* **Given exercise**: Copy the rows below from the line containing "Exercise. Label the sunlit" through the end of the rows, both ends included, keeping every line, and shift each coordinate in the answers by -51.

——

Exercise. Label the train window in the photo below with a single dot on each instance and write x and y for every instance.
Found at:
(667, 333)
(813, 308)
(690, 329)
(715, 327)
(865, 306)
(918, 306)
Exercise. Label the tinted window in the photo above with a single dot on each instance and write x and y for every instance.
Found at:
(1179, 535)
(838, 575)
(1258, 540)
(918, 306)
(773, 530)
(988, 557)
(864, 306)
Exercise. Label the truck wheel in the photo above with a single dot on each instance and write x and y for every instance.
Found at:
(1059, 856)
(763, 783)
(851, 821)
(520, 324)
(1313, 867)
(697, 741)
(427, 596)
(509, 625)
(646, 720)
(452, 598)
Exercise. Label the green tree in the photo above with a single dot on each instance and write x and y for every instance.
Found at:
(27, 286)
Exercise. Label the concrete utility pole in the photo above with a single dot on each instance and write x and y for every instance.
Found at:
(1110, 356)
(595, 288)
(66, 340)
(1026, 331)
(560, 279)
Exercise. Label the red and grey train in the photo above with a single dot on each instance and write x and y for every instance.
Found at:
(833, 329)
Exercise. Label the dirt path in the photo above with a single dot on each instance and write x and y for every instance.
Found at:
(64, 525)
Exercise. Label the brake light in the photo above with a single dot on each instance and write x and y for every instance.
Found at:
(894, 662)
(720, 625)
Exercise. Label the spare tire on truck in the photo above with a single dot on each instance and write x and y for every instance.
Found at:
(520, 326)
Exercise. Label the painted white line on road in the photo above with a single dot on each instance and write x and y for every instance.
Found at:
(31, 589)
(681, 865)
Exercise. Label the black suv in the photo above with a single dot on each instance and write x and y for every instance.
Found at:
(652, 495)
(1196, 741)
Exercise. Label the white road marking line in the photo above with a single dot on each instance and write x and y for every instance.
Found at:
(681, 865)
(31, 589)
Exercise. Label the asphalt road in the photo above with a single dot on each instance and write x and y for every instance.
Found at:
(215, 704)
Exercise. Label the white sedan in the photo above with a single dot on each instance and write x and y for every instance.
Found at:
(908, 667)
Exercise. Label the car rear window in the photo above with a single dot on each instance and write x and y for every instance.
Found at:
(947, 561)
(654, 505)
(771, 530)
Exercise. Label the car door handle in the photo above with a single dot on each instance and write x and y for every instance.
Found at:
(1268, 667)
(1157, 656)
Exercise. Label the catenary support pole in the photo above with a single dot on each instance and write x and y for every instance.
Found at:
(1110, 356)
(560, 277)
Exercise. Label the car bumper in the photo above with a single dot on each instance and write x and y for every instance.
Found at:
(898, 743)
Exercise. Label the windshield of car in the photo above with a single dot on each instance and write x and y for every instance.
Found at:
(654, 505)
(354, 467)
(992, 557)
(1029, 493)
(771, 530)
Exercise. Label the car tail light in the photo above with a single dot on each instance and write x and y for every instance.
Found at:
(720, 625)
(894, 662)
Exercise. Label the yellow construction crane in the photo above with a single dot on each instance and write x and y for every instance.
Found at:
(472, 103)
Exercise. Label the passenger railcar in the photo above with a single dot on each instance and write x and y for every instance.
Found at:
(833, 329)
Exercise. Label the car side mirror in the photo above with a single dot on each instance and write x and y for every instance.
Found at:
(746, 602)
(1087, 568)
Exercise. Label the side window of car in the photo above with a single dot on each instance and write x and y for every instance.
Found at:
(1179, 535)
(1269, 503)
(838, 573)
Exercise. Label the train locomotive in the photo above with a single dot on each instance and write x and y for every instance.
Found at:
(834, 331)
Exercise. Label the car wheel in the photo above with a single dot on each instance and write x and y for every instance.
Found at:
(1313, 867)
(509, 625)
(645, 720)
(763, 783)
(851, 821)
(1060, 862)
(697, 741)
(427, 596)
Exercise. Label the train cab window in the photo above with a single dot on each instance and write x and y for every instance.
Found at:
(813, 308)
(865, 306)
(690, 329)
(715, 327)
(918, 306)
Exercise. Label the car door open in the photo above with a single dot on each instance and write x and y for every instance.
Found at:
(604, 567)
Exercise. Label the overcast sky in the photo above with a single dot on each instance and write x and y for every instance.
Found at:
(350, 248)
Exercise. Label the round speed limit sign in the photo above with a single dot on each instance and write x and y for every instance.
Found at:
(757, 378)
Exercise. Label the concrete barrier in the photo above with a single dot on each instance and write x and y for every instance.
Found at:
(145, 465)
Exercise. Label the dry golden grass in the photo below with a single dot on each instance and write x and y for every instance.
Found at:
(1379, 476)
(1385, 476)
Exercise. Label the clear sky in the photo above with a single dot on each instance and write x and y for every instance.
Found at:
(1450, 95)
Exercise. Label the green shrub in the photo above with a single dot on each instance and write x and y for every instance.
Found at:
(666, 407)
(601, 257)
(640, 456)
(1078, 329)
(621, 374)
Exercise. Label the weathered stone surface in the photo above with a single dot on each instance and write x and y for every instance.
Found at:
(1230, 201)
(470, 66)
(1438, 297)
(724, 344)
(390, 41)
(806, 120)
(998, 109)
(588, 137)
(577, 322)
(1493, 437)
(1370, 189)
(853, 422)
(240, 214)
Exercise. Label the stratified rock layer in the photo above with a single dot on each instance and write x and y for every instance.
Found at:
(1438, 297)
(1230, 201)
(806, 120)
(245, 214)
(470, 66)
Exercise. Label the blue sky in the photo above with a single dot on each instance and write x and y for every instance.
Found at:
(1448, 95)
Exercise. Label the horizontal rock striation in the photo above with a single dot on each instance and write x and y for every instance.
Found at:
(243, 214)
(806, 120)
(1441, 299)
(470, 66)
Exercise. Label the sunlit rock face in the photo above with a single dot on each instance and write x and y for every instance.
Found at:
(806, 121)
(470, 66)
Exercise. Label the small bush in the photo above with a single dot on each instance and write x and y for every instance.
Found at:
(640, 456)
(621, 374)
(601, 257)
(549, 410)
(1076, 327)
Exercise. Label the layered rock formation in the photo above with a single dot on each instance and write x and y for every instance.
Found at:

——

* **Result of this exercise**:
Exercise. Label the sunlit rock face in the photo above with a single dot on each instance and write x and y for every instance.
Found at:
(755, 70)
(419, 15)
Exercise. Label the small bush in the photo above with a single dot on each instance and write x and y for every instance.
Found at:
(589, 405)
(570, 323)
(550, 206)
(498, 359)
(1025, 276)
Exercise. Label the layered rock formation in the photo above with a single dot on each instance and write x and y for every instance.
Found at:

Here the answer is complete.